• _TASK 1_
From the revenue procedure excerpt below, repeat word for word the passage that begins with "This revenue procedure applies" and ends after "adoption process commences.".
• _TASK 2_
In the revenue procedure excerpt below, which earlier revenue procedure covers the non-Convention adoptions that this one excludes?

═══ SELECTED EXCERPT ═══

This revenue procedure applies to taxpayers who claim the adoption credit or exclusion for QAE paid or incurred for a Convention adoption of a child who is not a citizen or resident of the United States at the time the adoption process commences and who is immigrating to the United States. This revenue procedure does not apply to non-Convention adoptions within the scope of Rev. Proc. 2005-31 or to the adoption of a child who is a citizen or resident of the United States at the time the adoption process commences.
.01 Adoption finalized in another Convention country. If a taxpayer is within the scope of this revenue procedure, the Internal Revenue Service will not challenge the taxpayer’s treatment of an adoption that is finalized in another Convention country (sending country) as final in the taxable year that either:
(1) The sending country enters a final decree of adoption, or
(2) The Secretary of State issues a certificate under § 301(a) of the IAA (IHAC).

═══ INFORMATION ═══

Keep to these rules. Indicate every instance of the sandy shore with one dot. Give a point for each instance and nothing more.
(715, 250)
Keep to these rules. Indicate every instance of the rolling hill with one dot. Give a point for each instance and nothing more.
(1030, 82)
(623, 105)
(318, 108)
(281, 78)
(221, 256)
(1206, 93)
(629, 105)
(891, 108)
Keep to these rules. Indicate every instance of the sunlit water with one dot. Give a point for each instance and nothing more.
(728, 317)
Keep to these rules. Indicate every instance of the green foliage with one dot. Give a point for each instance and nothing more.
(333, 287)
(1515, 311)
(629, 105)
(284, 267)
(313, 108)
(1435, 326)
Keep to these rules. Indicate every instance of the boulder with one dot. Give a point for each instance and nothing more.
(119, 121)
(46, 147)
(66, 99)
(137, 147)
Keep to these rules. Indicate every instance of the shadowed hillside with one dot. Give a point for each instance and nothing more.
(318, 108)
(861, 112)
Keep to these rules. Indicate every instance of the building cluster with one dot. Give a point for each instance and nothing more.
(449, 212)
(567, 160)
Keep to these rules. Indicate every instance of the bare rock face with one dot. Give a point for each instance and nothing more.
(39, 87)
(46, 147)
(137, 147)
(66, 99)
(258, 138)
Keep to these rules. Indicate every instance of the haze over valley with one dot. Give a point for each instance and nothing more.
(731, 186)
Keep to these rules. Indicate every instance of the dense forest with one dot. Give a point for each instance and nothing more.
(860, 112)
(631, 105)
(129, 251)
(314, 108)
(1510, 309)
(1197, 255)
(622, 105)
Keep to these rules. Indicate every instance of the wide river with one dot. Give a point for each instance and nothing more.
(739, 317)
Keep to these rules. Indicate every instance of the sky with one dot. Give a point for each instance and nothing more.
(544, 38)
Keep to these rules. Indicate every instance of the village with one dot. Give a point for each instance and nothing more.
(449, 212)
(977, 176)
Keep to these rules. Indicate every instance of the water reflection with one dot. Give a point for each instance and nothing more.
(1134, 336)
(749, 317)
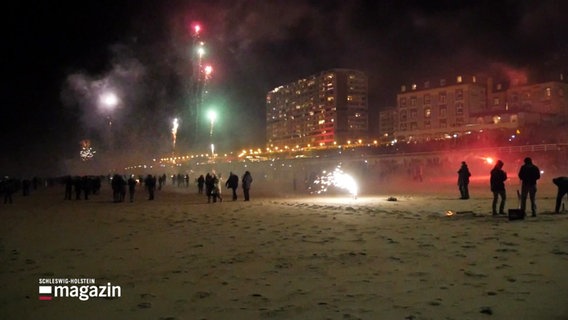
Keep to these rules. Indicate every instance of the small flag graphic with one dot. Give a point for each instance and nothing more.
(45, 293)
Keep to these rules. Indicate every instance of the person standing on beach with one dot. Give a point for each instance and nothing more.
(562, 184)
(209, 186)
(68, 187)
(233, 183)
(497, 181)
(246, 182)
(529, 174)
(200, 183)
(131, 187)
(463, 181)
(150, 183)
(216, 190)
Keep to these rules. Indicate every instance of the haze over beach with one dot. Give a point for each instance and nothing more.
(335, 110)
(63, 58)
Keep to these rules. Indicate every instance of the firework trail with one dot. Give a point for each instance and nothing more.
(175, 125)
(338, 179)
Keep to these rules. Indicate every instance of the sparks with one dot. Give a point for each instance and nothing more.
(338, 179)
(87, 152)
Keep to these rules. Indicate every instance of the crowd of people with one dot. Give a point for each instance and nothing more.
(528, 174)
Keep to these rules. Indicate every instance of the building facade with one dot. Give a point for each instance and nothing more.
(448, 109)
(325, 109)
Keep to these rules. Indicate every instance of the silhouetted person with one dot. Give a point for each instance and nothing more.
(529, 174)
(216, 190)
(150, 183)
(8, 187)
(497, 181)
(117, 185)
(87, 186)
(161, 181)
(233, 183)
(78, 186)
(562, 184)
(246, 182)
(96, 184)
(68, 188)
(463, 181)
(131, 187)
(208, 186)
(26, 187)
(200, 184)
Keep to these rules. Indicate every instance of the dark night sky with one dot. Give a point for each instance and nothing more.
(59, 54)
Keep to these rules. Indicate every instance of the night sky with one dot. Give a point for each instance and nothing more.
(60, 55)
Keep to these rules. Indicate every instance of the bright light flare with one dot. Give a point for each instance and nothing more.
(87, 152)
(208, 70)
(337, 179)
(175, 125)
(196, 29)
(109, 100)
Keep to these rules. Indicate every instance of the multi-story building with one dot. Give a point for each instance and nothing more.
(319, 110)
(468, 104)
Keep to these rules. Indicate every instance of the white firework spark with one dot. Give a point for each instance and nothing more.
(175, 125)
(338, 179)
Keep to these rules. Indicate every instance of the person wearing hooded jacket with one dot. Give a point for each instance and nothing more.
(529, 174)
(497, 181)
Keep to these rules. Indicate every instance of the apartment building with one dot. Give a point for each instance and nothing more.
(329, 108)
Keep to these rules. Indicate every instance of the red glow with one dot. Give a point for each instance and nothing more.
(196, 29)
(208, 70)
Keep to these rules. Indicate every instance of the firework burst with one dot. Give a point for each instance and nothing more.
(338, 179)
(175, 125)
(87, 152)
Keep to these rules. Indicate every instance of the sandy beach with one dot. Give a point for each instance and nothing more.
(293, 257)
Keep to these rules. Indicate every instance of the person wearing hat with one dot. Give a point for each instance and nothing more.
(463, 181)
(497, 181)
(529, 174)
(562, 184)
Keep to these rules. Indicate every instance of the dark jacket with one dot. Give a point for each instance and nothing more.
(561, 182)
(232, 181)
(529, 173)
(247, 180)
(463, 175)
(497, 180)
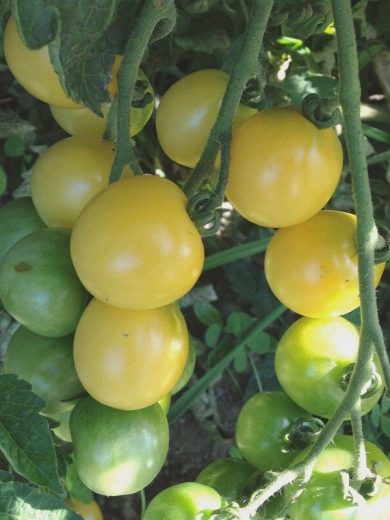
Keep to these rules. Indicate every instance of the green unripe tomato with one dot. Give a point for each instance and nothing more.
(18, 218)
(39, 286)
(47, 364)
(185, 501)
(118, 452)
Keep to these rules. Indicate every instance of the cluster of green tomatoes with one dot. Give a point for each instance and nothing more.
(93, 274)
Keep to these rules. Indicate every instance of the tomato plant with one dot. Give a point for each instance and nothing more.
(84, 122)
(261, 429)
(283, 169)
(47, 364)
(186, 500)
(313, 361)
(324, 497)
(68, 175)
(312, 267)
(118, 452)
(138, 355)
(187, 112)
(33, 69)
(18, 218)
(38, 284)
(154, 256)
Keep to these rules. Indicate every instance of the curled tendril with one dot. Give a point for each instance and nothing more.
(323, 113)
(202, 211)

═══

• _EXERCISE OUTPUT 1_
This revenue procedure applies to taxpayers who claim the adoption credit or exclusion for QAE paid or incurred for a Convention adoption of a child who is not a citizen or resident of the United States at the time the adoption process commences and who is immigrating to the United States. This revenue procedure does not apply to non-Convention adoptions within the scope of Rev. Proc. 2005-31 or to the adoption of a child who is a citizen or resident of the United States at the time the adoption process commences.

• _EXERCISE OUTPUT 2_
Rev. Proc. 2005-31